→ YOUR INSTRUCTIONS
Retype the stretch of the birth account below from "By 6:00 p.m." through "a bit longer.", keeping every word and punctuation mark unchanged.

→ SOURCE TEXT
★ ★ ★ ★ ★ ★ ★

By 6:00 p.m. on the Tuesday night, my midwife said, “Okay, I think it’s time to come into hospital. We’re just going to monitor you.” I thought, “Okay, no worries. That’s what you do.” I now know that I should’ve just stayed at home for a bit longer.

 

As soon as I was strapped to the bed, I felt like that was it. I wasn’t allowed to move. I had a particularly-- I don’t know how to put it politely, but a midwife on shift whose vibe just didn’t work with me. Every time I moved and tried to move through a contraction, she would say, “Get back on the bed. The monitors are going to fall off. What do you think you’re doing?” So, if the monitors did fall off, obviously, then the doctors would come in, “What’s wrong? What’s wrong?”

 

The silly thing was, everything was fine on the monitors. The baby was fine. I was fine. I just needed to move like a woman does in labor through those contractions to get everything going, but I felt like a caged animal. I was just being pushed back and trapped. I couldn’t do all of that. I remember saying to her, “This is just so hard. This is so hard,” after a contraction and she said, “Yeah. Well, you chose to do this.”

★ ★ ★ ★ ★ ★ ★

→ DATA EXTRACT

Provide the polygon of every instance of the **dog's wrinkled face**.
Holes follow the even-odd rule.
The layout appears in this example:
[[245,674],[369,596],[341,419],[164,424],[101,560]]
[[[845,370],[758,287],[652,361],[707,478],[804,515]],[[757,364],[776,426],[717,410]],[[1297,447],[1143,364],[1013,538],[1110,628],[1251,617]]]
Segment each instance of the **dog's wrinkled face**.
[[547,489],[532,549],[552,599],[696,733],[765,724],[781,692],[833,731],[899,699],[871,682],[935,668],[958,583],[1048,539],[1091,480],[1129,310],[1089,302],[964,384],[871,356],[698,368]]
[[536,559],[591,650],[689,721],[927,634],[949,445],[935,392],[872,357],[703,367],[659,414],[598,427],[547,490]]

★ ★ ★ ★ ★ ★ ★

→ SOLVED EXERCISE
By 6:00 p.m. on the Tuesday night, my midwife said, “Okay, I think it’s time to come into hospital. We’re just going to monitor you.” I thought, “Okay, no worries. That’s what you do.” I now know that I should’ve just stayed at home for a bit longer.